## Given passage

——————

The Rich (And the Poor)

Current COVID status: you’re on your fucking own – the alehouse may or may not be open.

It’s just a good job Everton are good.

We approach the derby game with a perfect record while Liverpool come off the back of that somewhat eye-catching result at Villa Park. They say the form book goes out the window – but the form book’s not allowed out at the moment, it’s self-isolating. 

While we’ve all become used to playing behind closed doors, to a certain extent, it’s certainly having an effect on players, with a number of results this season weirder than those horrible Camden Brewery pint glasses. To an extent everyone expected a levelling off of home advantage, with no spittle-flecked crowd to heap pressure on the officials. What else seems to be becoming apparent though is that without angry fatties bursting blood vessels at them, players are more inclined to just throw their hand in the moment a decent result is out of reach. 

So next time maybe think on before you roll your eyes theatrically at that fella screaming ‘FUCKING HELL DAVIES PASS IT TO A BLUE SHIRT’. 

That hero could be saving us from a 6-1 mauling. 

Speaking of Tom Davies, he played well against Brighton, as have a number of the squad players when called upon, whether it’s in the league or the league cup. Gylffi Sigurdsson, Davies, Alex Iwobi and Fabien Delph – fellas who where more or less first choice when fit last season – have been bumped down the list but seem to have reacted well. We’ve bemoaned the bloated squad for a long time, but now it’s refreshing to see seasoned internationals stepping in when required. They are essentially your best ‘going out t-shirt’ from last summer that you think you look dead smart in now you wear it for the gym. 

You don’t, by the way.

——————

## The data
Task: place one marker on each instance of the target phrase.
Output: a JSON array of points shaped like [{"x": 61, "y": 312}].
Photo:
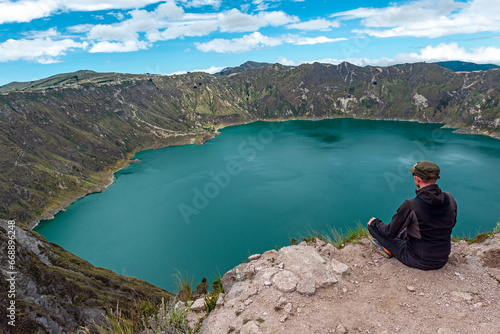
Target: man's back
[{"x": 429, "y": 237}]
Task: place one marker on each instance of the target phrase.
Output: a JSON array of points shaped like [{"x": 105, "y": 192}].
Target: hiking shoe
[{"x": 380, "y": 249}]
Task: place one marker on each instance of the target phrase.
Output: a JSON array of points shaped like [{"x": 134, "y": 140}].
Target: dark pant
[{"x": 397, "y": 247}]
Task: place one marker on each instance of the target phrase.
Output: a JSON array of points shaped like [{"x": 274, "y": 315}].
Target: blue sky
[{"x": 39, "y": 38}]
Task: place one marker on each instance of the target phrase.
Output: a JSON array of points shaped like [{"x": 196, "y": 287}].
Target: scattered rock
[
  {"x": 254, "y": 257},
  {"x": 307, "y": 287},
  {"x": 317, "y": 292},
  {"x": 457, "y": 296},
  {"x": 411, "y": 288},
  {"x": 285, "y": 281},
  {"x": 341, "y": 329},
  {"x": 220, "y": 300},
  {"x": 250, "y": 327},
  {"x": 198, "y": 305}
]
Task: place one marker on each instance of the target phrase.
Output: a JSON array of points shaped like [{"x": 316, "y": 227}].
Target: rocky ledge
[{"x": 316, "y": 288}]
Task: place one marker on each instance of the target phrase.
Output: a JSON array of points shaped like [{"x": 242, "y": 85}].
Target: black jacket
[{"x": 428, "y": 219}]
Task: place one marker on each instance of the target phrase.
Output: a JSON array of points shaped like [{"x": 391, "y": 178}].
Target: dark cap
[{"x": 426, "y": 170}]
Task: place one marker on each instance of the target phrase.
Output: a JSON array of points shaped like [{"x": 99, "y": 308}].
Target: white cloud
[
  {"x": 238, "y": 45},
  {"x": 257, "y": 41},
  {"x": 211, "y": 70},
  {"x": 427, "y": 18},
  {"x": 184, "y": 30},
  {"x": 25, "y": 11},
  {"x": 452, "y": 51},
  {"x": 118, "y": 15},
  {"x": 429, "y": 54},
  {"x": 41, "y": 50},
  {"x": 201, "y": 3},
  {"x": 126, "y": 46},
  {"x": 236, "y": 21},
  {"x": 52, "y": 32},
  {"x": 319, "y": 24},
  {"x": 314, "y": 40},
  {"x": 116, "y": 32},
  {"x": 28, "y": 10}
]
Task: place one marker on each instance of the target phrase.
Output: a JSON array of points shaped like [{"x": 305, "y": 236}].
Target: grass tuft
[
  {"x": 339, "y": 238},
  {"x": 184, "y": 285},
  {"x": 479, "y": 237}
]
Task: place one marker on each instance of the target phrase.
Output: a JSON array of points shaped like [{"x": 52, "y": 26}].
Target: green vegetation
[
  {"x": 211, "y": 301},
  {"x": 338, "y": 238},
  {"x": 171, "y": 318},
  {"x": 479, "y": 237},
  {"x": 184, "y": 284},
  {"x": 83, "y": 124}
]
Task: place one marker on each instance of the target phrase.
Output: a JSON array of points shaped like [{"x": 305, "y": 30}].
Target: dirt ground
[{"x": 372, "y": 295}]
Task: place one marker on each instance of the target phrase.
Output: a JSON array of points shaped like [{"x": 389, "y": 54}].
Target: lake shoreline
[{"x": 191, "y": 138}]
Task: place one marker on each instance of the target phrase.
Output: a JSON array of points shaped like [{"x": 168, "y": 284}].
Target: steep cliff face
[
  {"x": 60, "y": 137},
  {"x": 44, "y": 288}
]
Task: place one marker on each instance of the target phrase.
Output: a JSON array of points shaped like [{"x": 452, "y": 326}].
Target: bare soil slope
[{"x": 316, "y": 288}]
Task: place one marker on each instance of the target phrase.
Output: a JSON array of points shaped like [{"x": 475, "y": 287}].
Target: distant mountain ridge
[
  {"x": 462, "y": 66},
  {"x": 62, "y": 136}
]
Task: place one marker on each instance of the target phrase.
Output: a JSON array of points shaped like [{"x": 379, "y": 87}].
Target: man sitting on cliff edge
[{"x": 419, "y": 234}]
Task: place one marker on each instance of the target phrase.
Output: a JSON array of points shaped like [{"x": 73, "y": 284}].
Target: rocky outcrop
[
  {"x": 62, "y": 137},
  {"x": 45, "y": 289},
  {"x": 316, "y": 288}
]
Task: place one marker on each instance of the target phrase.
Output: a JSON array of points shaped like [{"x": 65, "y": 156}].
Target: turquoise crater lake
[{"x": 204, "y": 209}]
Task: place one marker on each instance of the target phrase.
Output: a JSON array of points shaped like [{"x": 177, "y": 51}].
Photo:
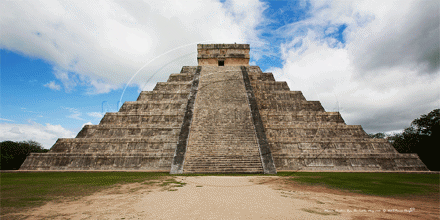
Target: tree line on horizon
[{"x": 422, "y": 138}]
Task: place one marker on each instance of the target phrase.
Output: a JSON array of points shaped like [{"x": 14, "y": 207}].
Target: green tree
[
  {"x": 422, "y": 137},
  {"x": 13, "y": 153}
]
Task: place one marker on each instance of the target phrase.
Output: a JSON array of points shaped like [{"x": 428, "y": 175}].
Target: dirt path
[{"x": 215, "y": 197}]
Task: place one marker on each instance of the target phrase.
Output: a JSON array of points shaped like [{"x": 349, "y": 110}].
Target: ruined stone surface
[
  {"x": 142, "y": 135},
  {"x": 216, "y": 119},
  {"x": 230, "y": 54}
]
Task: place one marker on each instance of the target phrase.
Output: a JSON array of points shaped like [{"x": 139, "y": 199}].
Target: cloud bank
[
  {"x": 383, "y": 76},
  {"x": 102, "y": 44}
]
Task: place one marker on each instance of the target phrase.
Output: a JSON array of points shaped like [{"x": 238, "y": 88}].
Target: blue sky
[{"x": 64, "y": 65}]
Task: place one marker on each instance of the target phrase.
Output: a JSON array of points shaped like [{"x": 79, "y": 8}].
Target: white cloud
[
  {"x": 52, "y": 85},
  {"x": 87, "y": 123},
  {"x": 385, "y": 76},
  {"x": 102, "y": 44},
  {"x": 4, "y": 119},
  {"x": 46, "y": 135},
  {"x": 74, "y": 113}
]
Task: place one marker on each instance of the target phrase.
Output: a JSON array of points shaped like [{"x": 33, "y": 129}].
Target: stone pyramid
[{"x": 223, "y": 116}]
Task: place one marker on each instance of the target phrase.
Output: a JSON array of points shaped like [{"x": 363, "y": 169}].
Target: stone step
[
  {"x": 291, "y": 106},
  {"x": 163, "y": 95},
  {"x": 96, "y": 161},
  {"x": 173, "y": 86},
  {"x": 180, "y": 77},
  {"x": 154, "y": 106},
  {"x": 142, "y": 119},
  {"x": 280, "y": 95},
  {"x": 110, "y": 144},
  {"x": 100, "y": 131},
  {"x": 267, "y": 86},
  {"x": 261, "y": 76}
]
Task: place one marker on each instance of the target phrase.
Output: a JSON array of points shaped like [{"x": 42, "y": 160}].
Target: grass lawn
[
  {"x": 20, "y": 191},
  {"x": 381, "y": 184}
]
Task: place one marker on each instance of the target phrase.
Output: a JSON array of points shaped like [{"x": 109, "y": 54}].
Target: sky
[{"x": 65, "y": 63}]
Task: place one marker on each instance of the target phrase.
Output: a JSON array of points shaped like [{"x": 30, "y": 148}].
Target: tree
[
  {"x": 422, "y": 137},
  {"x": 13, "y": 154}
]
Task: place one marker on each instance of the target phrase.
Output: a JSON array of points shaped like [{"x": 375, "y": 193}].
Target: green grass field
[
  {"x": 20, "y": 191},
  {"x": 381, "y": 184}
]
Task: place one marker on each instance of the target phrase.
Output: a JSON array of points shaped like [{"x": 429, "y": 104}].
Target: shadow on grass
[
  {"x": 20, "y": 191},
  {"x": 381, "y": 184}
]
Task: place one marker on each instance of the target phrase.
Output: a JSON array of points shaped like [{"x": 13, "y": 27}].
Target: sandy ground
[{"x": 216, "y": 197}]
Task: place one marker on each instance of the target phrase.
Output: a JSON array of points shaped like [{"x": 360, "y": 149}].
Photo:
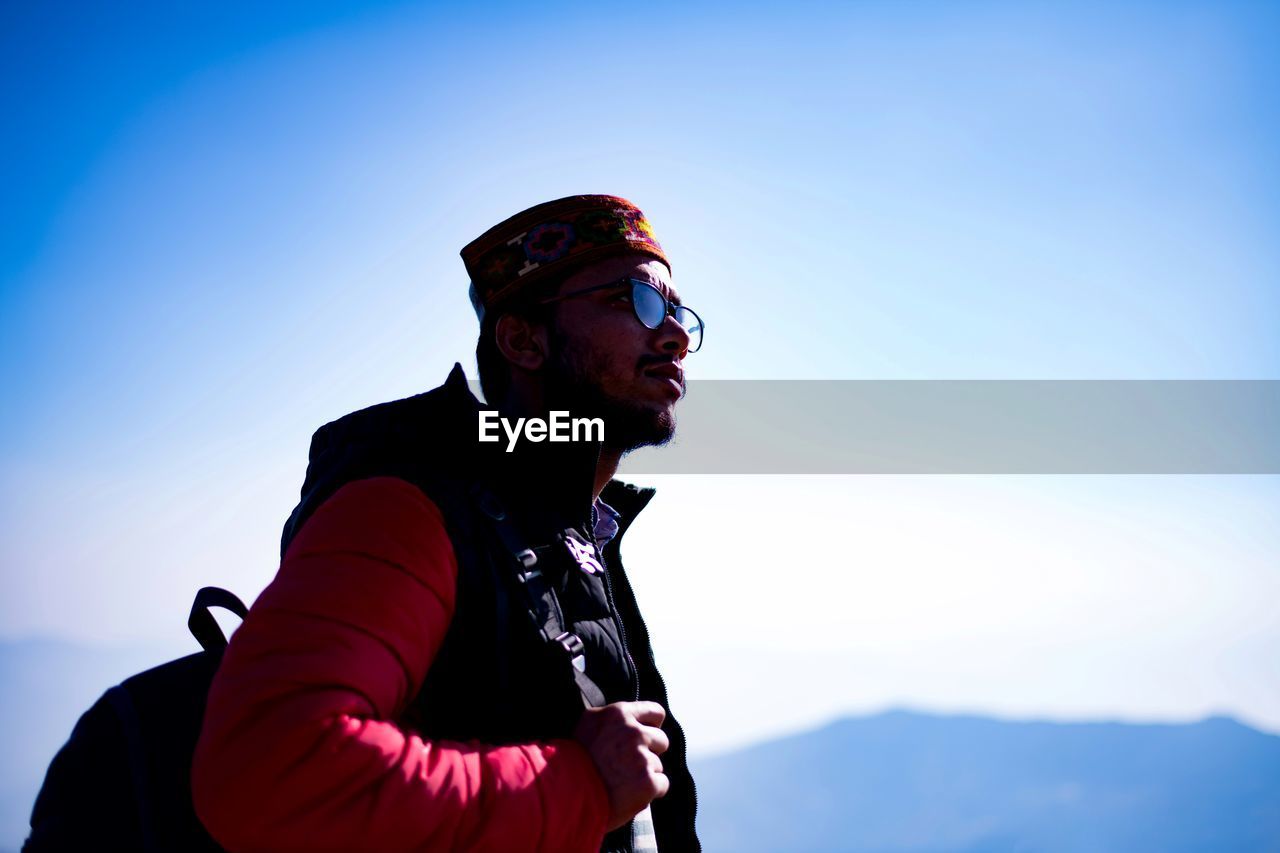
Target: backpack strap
[
  {"x": 540, "y": 600},
  {"x": 201, "y": 623}
]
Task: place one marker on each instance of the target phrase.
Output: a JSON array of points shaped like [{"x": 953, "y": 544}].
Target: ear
[{"x": 521, "y": 341}]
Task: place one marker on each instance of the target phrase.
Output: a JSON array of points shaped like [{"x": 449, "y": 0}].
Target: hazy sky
[{"x": 229, "y": 223}]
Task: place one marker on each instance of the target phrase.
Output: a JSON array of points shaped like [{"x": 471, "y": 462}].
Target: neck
[{"x": 606, "y": 469}]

——————

## Actions to take
(a) Using the Everton match column, decide whether each statement agrees with it. Answer yes or no, and quote the words that decide it. (i) Everton go into the derby with a perfect record. (ii) Tom Davies played poorly against Brighton. (iii) The writer has never complained about the size of the squad.
(b) From the Everton match column, return the stretch from "So next time" through "a 6-1 mauling.", copied word for word.

## Numbered answers
(a)
(i) Yes: "We approach the derby game with a perfect record"
(ii) No: "he played well against Brighton"
(iii) No: "We’ve bemoaned the bloated squad for a long time"

(b)
So next time maybe think on before you roll your eyes theatrically at that fella screaming ‘FUCKING HELL DAVIES PASS IT TO A BLUE SHIRT’. 

That hero could be saving us from a 6-1 mauling.